== DATA SHOWN ==
----

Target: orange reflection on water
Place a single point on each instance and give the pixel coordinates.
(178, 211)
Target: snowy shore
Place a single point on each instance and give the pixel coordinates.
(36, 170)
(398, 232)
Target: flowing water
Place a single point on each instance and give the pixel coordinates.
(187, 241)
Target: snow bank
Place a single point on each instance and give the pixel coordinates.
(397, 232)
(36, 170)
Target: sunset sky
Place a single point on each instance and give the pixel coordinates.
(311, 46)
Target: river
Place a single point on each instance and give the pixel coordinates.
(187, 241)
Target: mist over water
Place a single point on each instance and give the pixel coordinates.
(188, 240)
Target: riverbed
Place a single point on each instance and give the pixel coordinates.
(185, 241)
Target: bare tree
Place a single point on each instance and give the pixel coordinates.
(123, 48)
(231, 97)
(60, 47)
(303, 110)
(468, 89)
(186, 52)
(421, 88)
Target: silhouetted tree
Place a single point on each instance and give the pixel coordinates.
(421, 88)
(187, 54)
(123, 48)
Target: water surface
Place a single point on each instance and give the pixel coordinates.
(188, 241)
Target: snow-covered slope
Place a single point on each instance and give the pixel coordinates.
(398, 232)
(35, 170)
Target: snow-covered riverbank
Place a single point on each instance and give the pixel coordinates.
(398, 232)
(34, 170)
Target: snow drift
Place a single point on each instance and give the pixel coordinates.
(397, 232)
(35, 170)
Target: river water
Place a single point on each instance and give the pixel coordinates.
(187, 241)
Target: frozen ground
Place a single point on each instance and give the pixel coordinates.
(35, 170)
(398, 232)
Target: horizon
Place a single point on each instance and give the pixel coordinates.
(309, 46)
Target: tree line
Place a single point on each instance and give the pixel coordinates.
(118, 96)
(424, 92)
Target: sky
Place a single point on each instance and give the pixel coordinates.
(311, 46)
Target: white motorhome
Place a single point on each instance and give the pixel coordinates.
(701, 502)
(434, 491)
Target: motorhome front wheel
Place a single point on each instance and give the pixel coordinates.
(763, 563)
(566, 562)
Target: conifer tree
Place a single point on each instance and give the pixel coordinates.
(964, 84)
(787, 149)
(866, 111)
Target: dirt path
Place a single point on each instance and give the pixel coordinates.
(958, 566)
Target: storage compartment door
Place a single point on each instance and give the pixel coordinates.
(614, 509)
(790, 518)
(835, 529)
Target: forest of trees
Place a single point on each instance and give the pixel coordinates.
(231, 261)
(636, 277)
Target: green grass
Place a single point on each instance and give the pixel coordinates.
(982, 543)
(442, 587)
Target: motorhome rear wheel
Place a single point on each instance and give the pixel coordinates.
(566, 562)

----

== EXERCISE AIM ==
Copy all of the data above line for line, without changing anything.

== FINISHED TASK ==
Target: orange reflection on water
Place a single point on each instance and give the pixel coordinates.
(178, 211)
Target: snowy shore
Place a single point on each instance and give the pixel coordinates.
(36, 170)
(398, 232)
Target: flowing water
Place a single point on each instance and give the pixel coordinates.
(187, 241)
Target: snow bank
Place a single point on each instance and give the pixel coordinates.
(397, 232)
(36, 170)
Target: sunset sky
Place a single point on each instance and give the pixel coordinates.
(311, 46)
Target: river
Place a single point on each instance and give the pixel coordinates.
(187, 241)
Target: mist over water
Place a single point on each instance and give the pixel coordinates.
(188, 240)
Target: riverbed
Place a single point on each instance and give the pixel coordinates.
(185, 241)
Target: bare tree
Place a single point on each instance and give the pixel coordinates.
(123, 48)
(231, 97)
(60, 47)
(303, 110)
(468, 89)
(186, 52)
(421, 88)
Target: silhouetted tree
Place a single point on each instance and give the pixel coordinates.
(421, 88)
(187, 54)
(123, 48)
Target: water surface
Place a single point on each instance and give the pixel coordinates.
(188, 241)
Target: snow-covered slope
Place a single point on each instance and give the pixel coordinates.
(398, 232)
(35, 170)
Target: snow-covered riverbank
Place a single point on each instance and give the pixel coordinates.
(398, 232)
(34, 170)
Target: snow drift
Place a single point on each instance and give the pixel coordinates.
(397, 232)
(35, 170)
Target: river water
Place a single point on each instance and give the pixel coordinates.
(187, 241)
Target: frozen ground
Place a single point on each instance and give the pixel coordinates.
(35, 170)
(398, 232)
Target: horizon
Place a single point on each instance and give the pixel coordinates.
(309, 46)
Target: tree line
Place a single point on each instance and give the pixel coordinates.
(118, 96)
(424, 92)
Target: sky
Place a single point on each instance and give the pixel coordinates.
(311, 46)
Target: white motorhome
Place a single point on each instance and give the pixel coordinates.
(701, 502)
(434, 491)
Target: motorhome front wheel
Place a single point on each instance and give the pixel coordinates.
(763, 563)
(566, 562)
Target: conifer tree
Place a single point on each instance and give the pixel coordinates.
(964, 84)
(787, 149)
(866, 111)
Target: dirt path
Place a single point on each instance and give the pixel coordinates.
(958, 566)
Target: storage compartment door
Place a single point on each instance and give the pixel coordinates.
(614, 509)
(790, 518)
(835, 529)
Target: forest of trees
Place a single point on each instance and give the pixel coordinates.
(231, 261)
(636, 277)
Target: green grass
Place a single point on each instance and give the pixel coordinates.
(982, 543)
(442, 587)
Target: motorhome rear wheel
Place a single point on each instance and give the pixel coordinates.
(566, 562)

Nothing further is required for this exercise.